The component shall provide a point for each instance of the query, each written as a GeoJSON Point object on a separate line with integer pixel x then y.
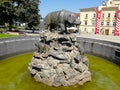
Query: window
{"type": "Point", "coordinates": [115, 15]}
{"type": "Point", "coordinates": [108, 15]}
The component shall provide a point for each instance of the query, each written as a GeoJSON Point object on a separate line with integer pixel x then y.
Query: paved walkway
{"type": "Point", "coordinates": [101, 37]}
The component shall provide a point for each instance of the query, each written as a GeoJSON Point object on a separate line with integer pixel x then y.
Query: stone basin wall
{"type": "Point", "coordinates": [18, 45]}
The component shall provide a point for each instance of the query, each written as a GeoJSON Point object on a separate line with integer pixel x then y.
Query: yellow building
{"type": "Point", "coordinates": [108, 18]}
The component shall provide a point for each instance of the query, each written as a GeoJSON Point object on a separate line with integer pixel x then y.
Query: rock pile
{"type": "Point", "coordinates": [59, 61]}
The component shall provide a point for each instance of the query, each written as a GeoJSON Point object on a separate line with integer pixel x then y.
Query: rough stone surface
{"type": "Point", "coordinates": [58, 61]}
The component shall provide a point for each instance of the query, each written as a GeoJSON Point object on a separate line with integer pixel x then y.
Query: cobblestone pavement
{"type": "Point", "coordinates": [101, 37]}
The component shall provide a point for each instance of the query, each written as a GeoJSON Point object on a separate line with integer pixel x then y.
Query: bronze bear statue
{"type": "Point", "coordinates": [60, 20]}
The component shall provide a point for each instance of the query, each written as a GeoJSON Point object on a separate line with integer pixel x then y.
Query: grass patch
{"type": "Point", "coordinates": [7, 35]}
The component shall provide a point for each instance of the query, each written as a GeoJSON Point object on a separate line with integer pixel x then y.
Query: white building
{"type": "Point", "coordinates": [108, 18]}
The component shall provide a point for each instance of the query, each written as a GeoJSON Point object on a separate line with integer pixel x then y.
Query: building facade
{"type": "Point", "coordinates": [88, 18]}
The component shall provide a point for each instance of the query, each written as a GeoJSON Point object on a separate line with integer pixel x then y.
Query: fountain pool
{"type": "Point", "coordinates": [14, 75]}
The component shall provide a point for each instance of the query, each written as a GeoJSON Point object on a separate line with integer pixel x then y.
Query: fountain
{"type": "Point", "coordinates": [60, 60]}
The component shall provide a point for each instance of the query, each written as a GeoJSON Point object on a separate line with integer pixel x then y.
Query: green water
{"type": "Point", "coordinates": [14, 75]}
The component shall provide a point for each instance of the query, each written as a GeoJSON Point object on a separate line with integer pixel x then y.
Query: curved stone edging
{"type": "Point", "coordinates": [14, 46]}
{"type": "Point", "coordinates": [105, 49]}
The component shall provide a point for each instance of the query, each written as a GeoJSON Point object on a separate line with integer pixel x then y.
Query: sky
{"type": "Point", "coordinates": [47, 6]}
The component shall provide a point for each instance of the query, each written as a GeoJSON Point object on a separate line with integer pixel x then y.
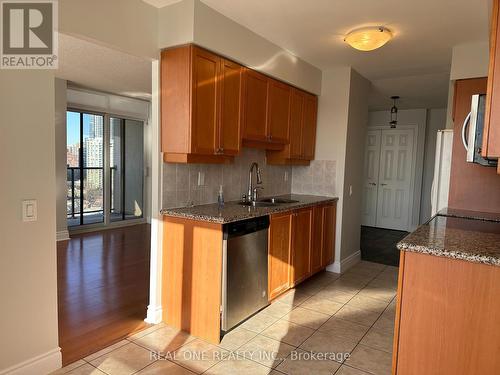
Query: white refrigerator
{"type": "Point", "coordinates": [442, 168]}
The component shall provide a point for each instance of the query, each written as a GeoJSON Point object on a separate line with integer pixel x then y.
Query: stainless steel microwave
{"type": "Point", "coordinates": [472, 132]}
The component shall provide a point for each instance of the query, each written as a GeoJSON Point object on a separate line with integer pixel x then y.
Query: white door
{"type": "Point", "coordinates": [370, 177]}
{"type": "Point", "coordinates": [394, 182]}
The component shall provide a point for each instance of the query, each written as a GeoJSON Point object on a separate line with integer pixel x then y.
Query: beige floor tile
{"type": "Point", "coordinates": [306, 318]}
{"type": "Point", "coordinates": [198, 355]}
{"type": "Point", "coordinates": [265, 351]}
{"type": "Point", "coordinates": [108, 349]}
{"type": "Point", "coordinates": [346, 370]}
{"type": "Point", "coordinates": [236, 338]}
{"type": "Point", "coordinates": [335, 295]}
{"type": "Point", "coordinates": [163, 340]}
{"type": "Point", "coordinates": [385, 324]}
{"type": "Point", "coordinates": [321, 305]}
{"type": "Point", "coordinates": [259, 322]}
{"type": "Point", "coordinates": [163, 367]}
{"type": "Point", "coordinates": [378, 292]}
{"type": "Point", "coordinates": [300, 362]}
{"type": "Point", "coordinates": [278, 309]}
{"type": "Point", "coordinates": [344, 328]}
{"type": "Point", "coordinates": [78, 368]}
{"type": "Point", "coordinates": [325, 342]}
{"type": "Point", "coordinates": [368, 303]}
{"type": "Point", "coordinates": [377, 339]}
{"type": "Point", "coordinates": [288, 332]}
{"type": "Point", "coordinates": [239, 366]}
{"type": "Point", "coordinates": [374, 361]}
{"type": "Point", "coordinates": [294, 297]}
{"type": "Point", "coordinates": [125, 360]}
{"type": "Point", "coordinates": [356, 315]}
{"type": "Point", "coordinates": [69, 367]}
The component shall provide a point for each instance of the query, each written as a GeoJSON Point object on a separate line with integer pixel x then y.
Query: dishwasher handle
{"type": "Point", "coordinates": [243, 227]}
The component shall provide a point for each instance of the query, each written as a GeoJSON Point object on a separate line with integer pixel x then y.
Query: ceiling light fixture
{"type": "Point", "coordinates": [368, 38]}
{"type": "Point", "coordinates": [394, 112]}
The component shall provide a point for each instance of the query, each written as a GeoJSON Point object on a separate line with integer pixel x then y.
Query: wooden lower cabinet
{"type": "Point", "coordinates": [447, 317]}
{"type": "Point", "coordinates": [280, 236]}
{"type": "Point", "coordinates": [301, 245]}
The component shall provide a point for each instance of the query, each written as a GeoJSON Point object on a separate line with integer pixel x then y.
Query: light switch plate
{"type": "Point", "coordinates": [29, 208]}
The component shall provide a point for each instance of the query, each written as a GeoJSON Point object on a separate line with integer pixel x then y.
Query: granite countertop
{"type": "Point", "coordinates": [457, 234]}
{"type": "Point", "coordinates": [232, 211]}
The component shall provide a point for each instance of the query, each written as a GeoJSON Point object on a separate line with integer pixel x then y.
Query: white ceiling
{"type": "Point", "coordinates": [424, 33]}
{"type": "Point", "coordinates": [90, 65]}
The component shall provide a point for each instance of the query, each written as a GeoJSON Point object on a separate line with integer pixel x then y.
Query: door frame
{"type": "Point", "coordinates": [416, 170]}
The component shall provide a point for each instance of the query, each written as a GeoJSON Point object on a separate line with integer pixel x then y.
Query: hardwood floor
{"type": "Point", "coordinates": [103, 288]}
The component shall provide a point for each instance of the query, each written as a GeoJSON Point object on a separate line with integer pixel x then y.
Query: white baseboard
{"type": "Point", "coordinates": [62, 235]}
{"type": "Point", "coordinates": [345, 264]}
{"type": "Point", "coordinates": [42, 364]}
{"type": "Point", "coordinates": [154, 314]}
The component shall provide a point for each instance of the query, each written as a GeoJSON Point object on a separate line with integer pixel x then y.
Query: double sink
{"type": "Point", "coordinates": [268, 202]}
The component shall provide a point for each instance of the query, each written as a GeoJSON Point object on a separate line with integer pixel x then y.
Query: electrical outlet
{"type": "Point", "coordinates": [201, 178]}
{"type": "Point", "coordinates": [29, 208]}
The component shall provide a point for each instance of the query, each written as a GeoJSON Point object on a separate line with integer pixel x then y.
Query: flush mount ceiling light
{"type": "Point", "coordinates": [368, 38]}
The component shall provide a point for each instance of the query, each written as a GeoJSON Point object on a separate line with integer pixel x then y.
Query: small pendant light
{"type": "Point", "coordinates": [394, 112]}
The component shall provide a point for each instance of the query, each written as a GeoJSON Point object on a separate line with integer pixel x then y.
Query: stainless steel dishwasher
{"type": "Point", "coordinates": [244, 275]}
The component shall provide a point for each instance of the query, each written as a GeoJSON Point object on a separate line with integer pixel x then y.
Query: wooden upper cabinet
{"type": "Point", "coordinates": [255, 106]}
{"type": "Point", "coordinates": [205, 67]}
{"type": "Point", "coordinates": [280, 232]}
{"type": "Point", "coordinates": [301, 245]}
{"type": "Point", "coordinates": [296, 114]}
{"type": "Point", "coordinates": [303, 118]}
{"type": "Point", "coordinates": [491, 135]}
{"type": "Point", "coordinates": [317, 239]}
{"type": "Point", "coordinates": [200, 106]}
{"type": "Point", "coordinates": [309, 126]}
{"type": "Point", "coordinates": [228, 135]}
{"type": "Point", "coordinates": [329, 223]}
{"type": "Point", "coordinates": [278, 111]}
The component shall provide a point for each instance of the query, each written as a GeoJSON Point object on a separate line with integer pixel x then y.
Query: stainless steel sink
{"type": "Point", "coordinates": [257, 204]}
{"type": "Point", "coordinates": [278, 200]}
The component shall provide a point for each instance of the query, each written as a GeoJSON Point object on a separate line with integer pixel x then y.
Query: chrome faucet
{"type": "Point", "coordinates": [252, 194]}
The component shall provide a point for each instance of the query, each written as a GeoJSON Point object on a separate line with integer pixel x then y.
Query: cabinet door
{"type": "Point", "coordinates": [301, 245]}
{"type": "Point", "coordinates": [317, 239]}
{"type": "Point", "coordinates": [229, 114]}
{"type": "Point", "coordinates": [278, 112]}
{"type": "Point", "coordinates": [309, 126]}
{"type": "Point", "coordinates": [204, 101]}
{"type": "Point", "coordinates": [296, 115]}
{"type": "Point", "coordinates": [279, 254]}
{"type": "Point", "coordinates": [255, 106]}
{"type": "Point", "coordinates": [491, 134]}
{"type": "Point", "coordinates": [329, 222]}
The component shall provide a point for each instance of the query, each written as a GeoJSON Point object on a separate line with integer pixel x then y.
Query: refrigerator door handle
{"type": "Point", "coordinates": [464, 127]}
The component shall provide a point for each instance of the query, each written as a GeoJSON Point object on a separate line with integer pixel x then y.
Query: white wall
{"type": "Point", "coordinates": [354, 164]}
{"type": "Point", "coordinates": [28, 286]}
{"type": "Point", "coordinates": [60, 144]}
{"type": "Point", "coordinates": [127, 25]}
{"type": "Point", "coordinates": [470, 60]}
{"type": "Point", "coordinates": [409, 117]}
{"type": "Point", "coordinates": [436, 120]}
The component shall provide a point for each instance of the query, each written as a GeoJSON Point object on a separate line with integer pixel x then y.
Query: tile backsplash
{"type": "Point", "coordinates": [181, 186]}
{"type": "Point", "coordinates": [319, 178]}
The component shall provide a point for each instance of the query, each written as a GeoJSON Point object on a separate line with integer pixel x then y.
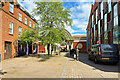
-*-*-
● Directions: Report how many lines in the rows above contain the string "light", counting only case-sensitive matches. Give the number alone.

● Output for this task: 4